Consegna: Ricopia parola per parola l'intero brano sul consommé che trovi qui sotto.

Prima un po’ di storia… Consommè deriva dal francese, è il participio passato del verbo consommer, consumare, infatti si intende un brodo ristretto ottenuto dopo una bollitura prolungata a fuoco basso. La differenza fra un consommé rispetto ad un semplice brodo ristretto risiede nel fatto che nel brodo, a causa della lunghissima cottura (che va oltre le 8 ore in una preparazione classica) non ci sono quasi più proteine, dato che la maggior parte è stata spezzata in amminoacidi; nel consommé “moderno”, invece, riprendendo della carne a metà cottura, se ne troveranno in quantità piuttosto importanti, dato che i succhi estratti dalla carne e dalle verdure della seconda cottura non hanno ancora avuto il tempo di essere degradati completamente.
RICETTA CONSOMME’  •300 g di carne di manzo tritata • 2 albumi • 1 porro • 1 carota • sedano • 2 litri e 1/2 di brodo di carne • sherry secco (facoltativo)
In una casseruola mettete la carne tritata, le verdure tagliate a pezzetti e gli albumi. Versate il brodo freddo e mescolate bene. Ponete sul fuoco e sempre mescolando portate a bollore. Abbassate la fiamma e cuocete (il liquido deve solo sobbollire) per circa un’ora. Filtrate il brodo con un telo. Se volete profumarlo, aggiungete lo sherry calcolando un cucchiaio da minestra per ogni tazza e 4 per un litro di brodo.

Dati di partenza:
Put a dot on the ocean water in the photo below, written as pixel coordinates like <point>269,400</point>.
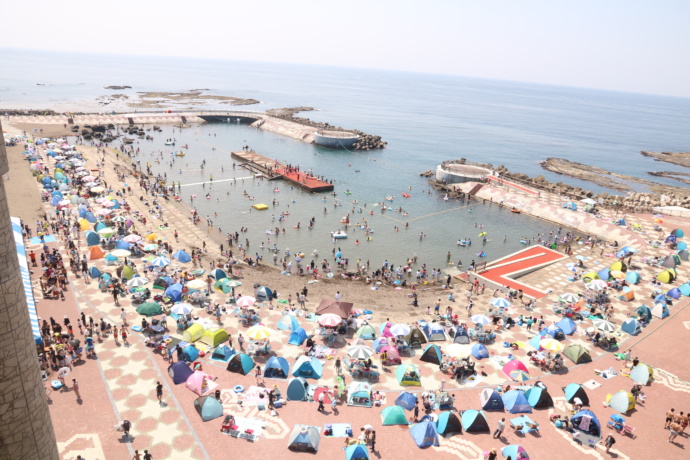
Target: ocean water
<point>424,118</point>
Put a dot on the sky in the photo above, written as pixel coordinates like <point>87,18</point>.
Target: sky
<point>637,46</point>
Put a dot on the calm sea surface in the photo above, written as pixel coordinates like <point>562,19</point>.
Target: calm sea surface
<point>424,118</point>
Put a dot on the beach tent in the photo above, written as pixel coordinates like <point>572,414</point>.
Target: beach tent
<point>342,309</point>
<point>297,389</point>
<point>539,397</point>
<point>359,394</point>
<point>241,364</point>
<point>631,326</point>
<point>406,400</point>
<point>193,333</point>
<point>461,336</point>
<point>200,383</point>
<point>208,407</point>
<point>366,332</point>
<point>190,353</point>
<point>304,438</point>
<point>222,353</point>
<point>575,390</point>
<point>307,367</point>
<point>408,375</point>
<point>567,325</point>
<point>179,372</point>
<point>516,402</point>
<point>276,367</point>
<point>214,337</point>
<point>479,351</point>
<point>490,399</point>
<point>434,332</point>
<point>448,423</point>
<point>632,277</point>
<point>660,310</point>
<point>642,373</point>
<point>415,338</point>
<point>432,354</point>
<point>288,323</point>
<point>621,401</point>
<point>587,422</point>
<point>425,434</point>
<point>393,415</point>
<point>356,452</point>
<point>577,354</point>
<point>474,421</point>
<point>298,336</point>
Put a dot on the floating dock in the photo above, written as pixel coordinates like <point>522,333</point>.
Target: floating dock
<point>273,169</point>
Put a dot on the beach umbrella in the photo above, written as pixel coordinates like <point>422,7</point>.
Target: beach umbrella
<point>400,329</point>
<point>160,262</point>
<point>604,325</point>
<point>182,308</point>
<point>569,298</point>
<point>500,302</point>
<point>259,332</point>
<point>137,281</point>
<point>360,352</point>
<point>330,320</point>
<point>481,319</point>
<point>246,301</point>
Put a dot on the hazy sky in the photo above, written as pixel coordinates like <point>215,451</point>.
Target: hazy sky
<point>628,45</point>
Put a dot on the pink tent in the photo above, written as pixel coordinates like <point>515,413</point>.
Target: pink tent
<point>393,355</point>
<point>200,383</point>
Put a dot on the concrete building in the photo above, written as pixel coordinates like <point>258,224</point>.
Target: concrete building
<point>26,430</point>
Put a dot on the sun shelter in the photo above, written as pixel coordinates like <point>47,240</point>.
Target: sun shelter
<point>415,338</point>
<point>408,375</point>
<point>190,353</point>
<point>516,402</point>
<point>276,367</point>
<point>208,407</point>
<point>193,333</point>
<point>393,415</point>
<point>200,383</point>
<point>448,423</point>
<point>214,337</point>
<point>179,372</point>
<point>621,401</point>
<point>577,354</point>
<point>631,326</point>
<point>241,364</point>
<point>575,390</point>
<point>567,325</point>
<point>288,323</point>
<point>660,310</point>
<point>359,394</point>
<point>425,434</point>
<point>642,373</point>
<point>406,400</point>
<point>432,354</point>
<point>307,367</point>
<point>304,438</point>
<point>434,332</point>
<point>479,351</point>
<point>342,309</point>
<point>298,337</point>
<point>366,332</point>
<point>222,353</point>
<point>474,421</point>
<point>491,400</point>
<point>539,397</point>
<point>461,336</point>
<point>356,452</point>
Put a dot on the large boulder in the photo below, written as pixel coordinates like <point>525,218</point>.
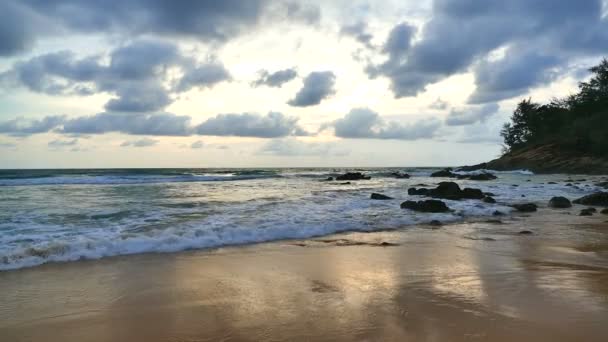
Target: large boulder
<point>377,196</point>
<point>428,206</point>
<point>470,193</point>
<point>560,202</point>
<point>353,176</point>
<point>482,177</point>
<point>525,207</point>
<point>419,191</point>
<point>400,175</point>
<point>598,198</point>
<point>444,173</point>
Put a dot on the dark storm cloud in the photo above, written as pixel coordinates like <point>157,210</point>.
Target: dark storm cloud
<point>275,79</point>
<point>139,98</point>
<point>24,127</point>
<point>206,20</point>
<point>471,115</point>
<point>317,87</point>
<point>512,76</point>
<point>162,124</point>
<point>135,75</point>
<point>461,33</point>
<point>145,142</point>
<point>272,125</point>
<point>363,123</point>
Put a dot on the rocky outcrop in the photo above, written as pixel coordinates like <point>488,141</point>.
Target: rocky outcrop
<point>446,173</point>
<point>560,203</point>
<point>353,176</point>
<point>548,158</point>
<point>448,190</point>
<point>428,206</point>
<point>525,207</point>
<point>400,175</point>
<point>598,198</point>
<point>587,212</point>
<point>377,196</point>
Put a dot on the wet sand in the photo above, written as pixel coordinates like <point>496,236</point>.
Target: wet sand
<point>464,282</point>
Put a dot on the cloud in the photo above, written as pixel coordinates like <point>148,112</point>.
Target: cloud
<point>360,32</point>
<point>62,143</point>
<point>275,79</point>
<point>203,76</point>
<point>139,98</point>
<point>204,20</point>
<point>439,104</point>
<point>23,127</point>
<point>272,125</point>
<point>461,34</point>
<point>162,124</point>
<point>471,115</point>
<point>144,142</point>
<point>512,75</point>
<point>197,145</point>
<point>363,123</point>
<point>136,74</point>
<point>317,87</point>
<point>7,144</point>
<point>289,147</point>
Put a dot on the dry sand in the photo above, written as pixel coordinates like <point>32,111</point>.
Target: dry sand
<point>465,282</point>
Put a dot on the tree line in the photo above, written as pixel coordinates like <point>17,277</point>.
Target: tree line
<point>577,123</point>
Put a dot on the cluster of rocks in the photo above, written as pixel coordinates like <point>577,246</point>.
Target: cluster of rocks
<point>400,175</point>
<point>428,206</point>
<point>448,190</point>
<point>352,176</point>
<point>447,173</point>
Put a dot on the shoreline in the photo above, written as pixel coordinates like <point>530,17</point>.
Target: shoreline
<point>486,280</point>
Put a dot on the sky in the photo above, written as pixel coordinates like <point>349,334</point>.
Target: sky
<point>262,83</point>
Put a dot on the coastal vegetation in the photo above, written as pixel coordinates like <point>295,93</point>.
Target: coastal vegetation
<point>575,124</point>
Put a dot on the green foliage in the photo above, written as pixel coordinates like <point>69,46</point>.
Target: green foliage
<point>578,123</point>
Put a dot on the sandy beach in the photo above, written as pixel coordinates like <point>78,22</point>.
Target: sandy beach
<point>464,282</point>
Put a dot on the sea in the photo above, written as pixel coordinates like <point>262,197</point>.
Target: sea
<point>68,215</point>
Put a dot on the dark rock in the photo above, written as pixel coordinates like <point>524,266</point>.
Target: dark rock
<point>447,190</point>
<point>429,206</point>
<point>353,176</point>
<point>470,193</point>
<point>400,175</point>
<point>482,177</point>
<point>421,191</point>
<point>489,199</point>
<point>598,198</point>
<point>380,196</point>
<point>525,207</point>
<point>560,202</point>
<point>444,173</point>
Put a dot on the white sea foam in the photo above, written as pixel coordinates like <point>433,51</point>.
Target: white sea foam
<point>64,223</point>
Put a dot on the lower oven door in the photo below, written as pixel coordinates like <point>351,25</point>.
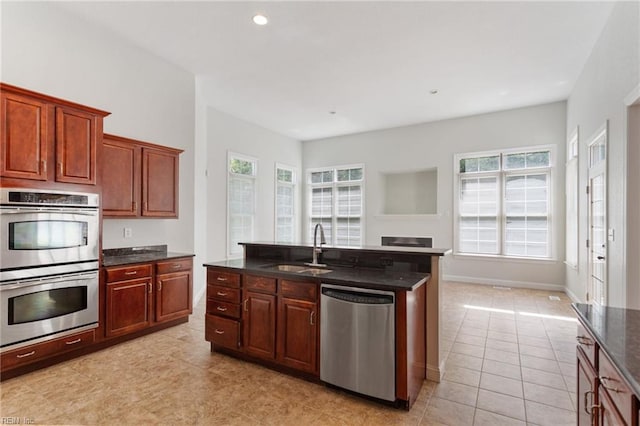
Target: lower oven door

Svolgimento:
Prima un po’ di storia… Consommè deriva dal francese, è il participio passato del verbo consommer, consumare, infatti si intende un brodo ristretto ottenuto dopo una bollitura prolungata a fuoco basso. La differenza fra un consommé rispetto ad un semplice brodo ristretto risiede nel fatto che nel brodo, a causa della lunghissima cottura (che va oltre le 8 ore in una preparazione classica) non ci sono quasi più proteine, dato che la maggior parte è stata spezzata in amminoacidi; nel consommé “moderno”, invece, riprendendo della carne a metà cottura, se ne troveranno in quantità piuttosto importanti, dato che i succhi estratti dalla carne e dalle verdure della seconda cottura non hanno ancora avuto il tempo di essere degradati completamente.
RICETTA CONSOMME’  •300 g di carne di manzo tritata • 2 albumi • 1 porro • 1 carota • sedano • 2 litri e 1/2 di brodo di carne • sherry secco (facoltativo)
In una casseruola mettete la carne tritata, le verdure tagliate a pezzetti e gli albumi. Versate il brodo freddo e mescolate bene. Ponete sul fuoco e sempre mescolando portate a bollore. Abbassate la fiamma e cuocete (il liquido deve solo sobbollire) per circa un’ora. Filtrate il brodo con un telo. Se volete profumarlo, aggiungete lo sherry calcolando un cucchiaio da minestra per ogni tazza e 4 per un litro di brodo.